===== Given data

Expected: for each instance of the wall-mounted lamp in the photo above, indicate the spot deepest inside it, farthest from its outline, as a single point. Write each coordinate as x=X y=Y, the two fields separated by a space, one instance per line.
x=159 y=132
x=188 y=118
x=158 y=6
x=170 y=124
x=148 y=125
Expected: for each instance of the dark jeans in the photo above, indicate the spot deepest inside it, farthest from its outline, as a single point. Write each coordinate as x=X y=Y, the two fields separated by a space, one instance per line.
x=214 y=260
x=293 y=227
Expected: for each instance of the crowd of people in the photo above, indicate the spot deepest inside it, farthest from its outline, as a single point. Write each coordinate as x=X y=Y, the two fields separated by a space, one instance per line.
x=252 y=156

==========

### [What you should do]
From the line containing "Expected: for each instance of the crowd" to the last line of the listing, write everything out exactly. Nothing outside that stretch belongs.

### [Answer section]
Expected: for each instance of the crowd of people in the photo above, indicate the spot deepest inside it, farthest from its outline, as a single point. Write each coordinate as x=X y=Y, the two fields separated by a space, one instance per line.
x=252 y=156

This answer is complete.